出題内容 A: 以下の文章で「たくさんの人のことを知りたい。」の直後に並ぶ問いかけは何ですか。すべて挙げてください。

━━━━━ 提供された文章 ━━━━━

ちっこいはなし

たのしいせいかつ

食らうクラウド

人格が矛盾する。一人でいると全部が好きで、誰だって愛したい。その誰かに会うと疲れてしまう。肺が硬い。面倒くさいから眠っていたいけど腹が減るからそれも面倒くさい。
腹が減っても食欲は別にないけど、空腹感ってある種の快楽だ。気持ち良くてくらくらする。みんなそうなの?
たくさんの人のことを知りたい。どんな考え方してる?それはどのようにして養われたの?何が好きで何が嫌い?どうして?喜劇と悲劇ならどっちが好き?今まで生きてきて一番感動したことは?
「何かをやりたい」で行動したことがわりかし少ないと気づいた。原動力というか行動理念が「何かを避けたい」ばかりで嫌になる。死にたくないから生きているだけで、なのに策のない希望ばかり増えてゆく。創作をやるのは「やりたいから」のはずなのに、雇用されて労働するのを避けたいだけに思えてきて何も分からなくなる。私の感情は私のものじゃない。
気がつけば人格というものは外側からの力で形成されていて、それをあたかも生得的なものであるかのように振り回す。これ恐ろしくない?陰謀論じゃなくて一般論。そこから抜け出したとき初めて「自我」を得るというのなら、私たちはまだ発達途上だ。孵化前夜。
正しくならなきゃいけないから私たちは哲学が大好きだ。でも何らかの斥力が慣性になって私をここに押し留めてしまう。モラトリアムの出口。無慈悲な横スクロール。脅迫。子どもでいたいのは大人になって責任を負いたくないからだ。
杜子春の気持ちが分かるような気がする。

反透明/魚眼レンズ

友達がいないと気楽でいいけど、何かと不便なのでプラマイゼロだ。高校に入ってから新しい友達は作れていない。
ところで皆さん、義務教育時代に友達は作れましたか?こんな私でも友達の一人や二人ぐらいはいます。そんでここから本題に入るんだが、友達の家って知ってますか?
私は知らない。友達の住所、家族構成、誕生日、何も。だって私は、私用に用意されたその子の人格以外に興味がないからだ。多重人格とまではいかなくとも、誰だって多少は付き合う人によって人格が切り替わるはずだ。当然私も例外ではなく、話す相手によって声の高さまで変わってしまう。

━━━━━ データセットのレコード ━━━━━

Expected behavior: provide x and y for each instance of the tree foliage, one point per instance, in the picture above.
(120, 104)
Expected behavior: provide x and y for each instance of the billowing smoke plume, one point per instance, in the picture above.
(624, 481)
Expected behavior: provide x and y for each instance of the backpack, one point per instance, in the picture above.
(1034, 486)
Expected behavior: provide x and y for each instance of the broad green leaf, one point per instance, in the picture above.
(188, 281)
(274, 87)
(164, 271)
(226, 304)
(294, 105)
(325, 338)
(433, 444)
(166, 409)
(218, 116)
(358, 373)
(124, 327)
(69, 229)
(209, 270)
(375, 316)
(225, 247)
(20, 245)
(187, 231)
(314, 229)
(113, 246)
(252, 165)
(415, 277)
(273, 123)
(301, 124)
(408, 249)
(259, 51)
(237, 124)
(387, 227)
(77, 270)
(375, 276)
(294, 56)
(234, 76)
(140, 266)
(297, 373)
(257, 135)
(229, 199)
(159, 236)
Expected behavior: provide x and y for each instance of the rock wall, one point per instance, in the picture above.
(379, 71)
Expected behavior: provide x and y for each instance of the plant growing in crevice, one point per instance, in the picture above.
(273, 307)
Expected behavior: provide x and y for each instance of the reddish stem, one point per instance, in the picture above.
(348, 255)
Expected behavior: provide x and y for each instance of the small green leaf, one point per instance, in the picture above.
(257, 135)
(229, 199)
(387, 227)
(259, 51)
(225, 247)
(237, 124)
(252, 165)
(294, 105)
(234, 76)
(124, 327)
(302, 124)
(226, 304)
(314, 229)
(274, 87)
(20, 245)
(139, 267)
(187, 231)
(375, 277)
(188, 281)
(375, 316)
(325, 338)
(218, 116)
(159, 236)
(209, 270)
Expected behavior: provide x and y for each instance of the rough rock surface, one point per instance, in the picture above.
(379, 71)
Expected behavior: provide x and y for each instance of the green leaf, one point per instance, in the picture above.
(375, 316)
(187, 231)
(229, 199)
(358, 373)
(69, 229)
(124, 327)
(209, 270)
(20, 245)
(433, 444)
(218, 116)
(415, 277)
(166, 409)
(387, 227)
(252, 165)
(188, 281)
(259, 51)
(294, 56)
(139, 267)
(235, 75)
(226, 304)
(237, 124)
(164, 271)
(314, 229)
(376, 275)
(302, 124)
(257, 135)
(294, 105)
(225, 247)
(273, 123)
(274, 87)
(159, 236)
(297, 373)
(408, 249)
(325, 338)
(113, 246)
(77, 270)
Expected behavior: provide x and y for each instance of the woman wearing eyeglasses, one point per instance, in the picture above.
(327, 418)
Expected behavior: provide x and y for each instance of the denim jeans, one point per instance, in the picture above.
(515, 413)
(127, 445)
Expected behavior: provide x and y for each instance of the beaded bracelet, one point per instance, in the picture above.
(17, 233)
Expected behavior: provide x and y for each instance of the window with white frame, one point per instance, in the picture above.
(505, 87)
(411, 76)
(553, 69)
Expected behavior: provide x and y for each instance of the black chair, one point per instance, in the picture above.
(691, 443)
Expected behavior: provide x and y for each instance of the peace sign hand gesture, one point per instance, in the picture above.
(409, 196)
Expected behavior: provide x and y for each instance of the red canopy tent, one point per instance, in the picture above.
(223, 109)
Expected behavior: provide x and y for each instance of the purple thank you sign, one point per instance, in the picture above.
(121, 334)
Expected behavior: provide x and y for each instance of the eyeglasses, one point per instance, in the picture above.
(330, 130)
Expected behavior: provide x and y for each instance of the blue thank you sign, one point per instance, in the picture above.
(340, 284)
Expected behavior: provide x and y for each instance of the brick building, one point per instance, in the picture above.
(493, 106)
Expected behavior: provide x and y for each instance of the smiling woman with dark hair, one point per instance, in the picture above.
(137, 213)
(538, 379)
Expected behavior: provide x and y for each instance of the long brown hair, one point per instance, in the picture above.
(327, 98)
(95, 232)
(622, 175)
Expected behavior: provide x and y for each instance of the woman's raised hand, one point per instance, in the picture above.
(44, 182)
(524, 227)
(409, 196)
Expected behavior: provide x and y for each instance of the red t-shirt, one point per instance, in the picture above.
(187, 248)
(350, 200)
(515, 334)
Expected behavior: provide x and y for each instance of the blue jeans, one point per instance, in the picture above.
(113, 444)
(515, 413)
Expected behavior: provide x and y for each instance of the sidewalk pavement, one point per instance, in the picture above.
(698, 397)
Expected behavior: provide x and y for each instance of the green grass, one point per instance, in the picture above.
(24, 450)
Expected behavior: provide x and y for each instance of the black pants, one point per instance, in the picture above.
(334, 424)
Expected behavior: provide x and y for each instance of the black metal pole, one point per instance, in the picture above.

━━━━━

出題内容 B: 上のレコードのうち、文字列"hand"を含む行はどれですか。該当する行をすべて抜き出してください。大文字と小文字は区別します。

解答 A:
- どんな考え方してる?
- それはどのようにして養われたの?
- 何が好きで何が嫌い?
- どうして?
- 喜劇と悲劇ならどっちが好き?
- 今まで生きてきて一番感動したことは?

解答 B:
Expected behavior: provide x and y for each instance of the peace sign hand gesture, one point per instance, in the picture above.
Expected behavior: provide x and y for each instance of the woman's raised hand, one point per instance, in the picture above.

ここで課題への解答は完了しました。